> _EXTRACT_:

There is some important kernel of truth to this. I've known women who can
code, but who definitely don't want to, including my wife who actually feels
sorry for me whenever she tries to imagine what my day is like. Furthermore, I
would say that there aspects of the culture of programming which act to
degrade its meritocracy, and some of those are culturally skewed against
women. I don't think that an attitude of witch-hunt and inquisition is the way
to do that, however. Rather, I think the kind of discussion which James Damore
thought he was going to have when he penned his memo is the solution. Note
that this is entirely independent of what he said in his memo -- the kind of
discussion he reportedly imagined would happen.

As jdavis notes below, accounting and book keeping employ more women than men.
Computer programming was once seen as a preferred career for women in the very
early days. I suspect that there's a common thread here, which is mediated by
culture and social factors. One which is not nefarious, and one which would be
useful to figure out.

------
danans
Normally, this would be pedantic, but since the author is delving into terms
from psychology, they should avoid conflating the terms pro/antisocial with
social/asocial.

In particular, antisocial [1] means something _very_ different than asocial
(preferring a less active social life). Plenty of people are asocial but
thankfully very few are antisocial.

> _Entries from a pointing dataset_:
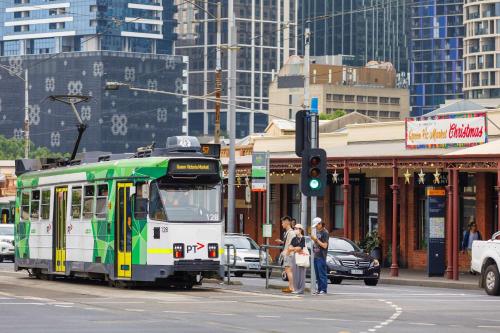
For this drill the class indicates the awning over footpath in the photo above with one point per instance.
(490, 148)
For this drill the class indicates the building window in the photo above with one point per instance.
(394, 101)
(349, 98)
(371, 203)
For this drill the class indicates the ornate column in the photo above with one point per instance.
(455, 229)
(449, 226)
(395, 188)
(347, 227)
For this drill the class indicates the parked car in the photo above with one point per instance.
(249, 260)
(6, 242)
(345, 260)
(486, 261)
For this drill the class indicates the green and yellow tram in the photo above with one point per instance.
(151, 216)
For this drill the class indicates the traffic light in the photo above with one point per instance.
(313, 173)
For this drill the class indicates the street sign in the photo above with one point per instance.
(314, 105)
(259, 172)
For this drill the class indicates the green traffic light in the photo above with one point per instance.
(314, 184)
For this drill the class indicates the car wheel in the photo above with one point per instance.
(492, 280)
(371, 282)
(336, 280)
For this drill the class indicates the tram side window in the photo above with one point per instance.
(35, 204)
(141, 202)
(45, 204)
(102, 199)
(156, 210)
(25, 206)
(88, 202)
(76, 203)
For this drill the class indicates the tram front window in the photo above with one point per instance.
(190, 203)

* * *

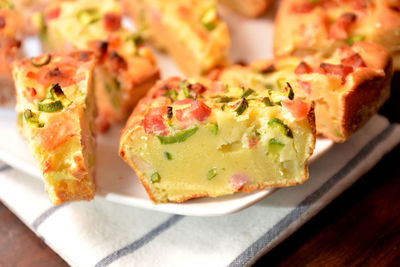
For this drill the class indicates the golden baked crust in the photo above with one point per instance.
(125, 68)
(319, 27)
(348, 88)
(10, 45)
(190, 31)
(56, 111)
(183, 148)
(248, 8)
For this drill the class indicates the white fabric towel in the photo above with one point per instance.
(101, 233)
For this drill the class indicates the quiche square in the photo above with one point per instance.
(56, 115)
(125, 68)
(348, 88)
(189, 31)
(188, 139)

> _TASKS AND EXERCISES_:
[1] Answer these questions about the thread:
(a) What does the first writer's wife feel whenever she tries to imagine the writer's day?
(b) Which fields employ more women than men, as jdavis notes?
(c) According to danans, what does "asocial" mean?
[2] Pull out every line of the rows that contains the word "light".
These rows are unrelated to the thread.

> _TASK RESULTS_:
[1]
(a) She feels sorry for the writer.
(b) Accounting and book keeping.
(c) Preferring a less active social life.

[2]
For this drill the class indicates the traffic light in the photo above with one point per instance.
For this drill the class indicates the green traffic light in the photo above with one point per instance.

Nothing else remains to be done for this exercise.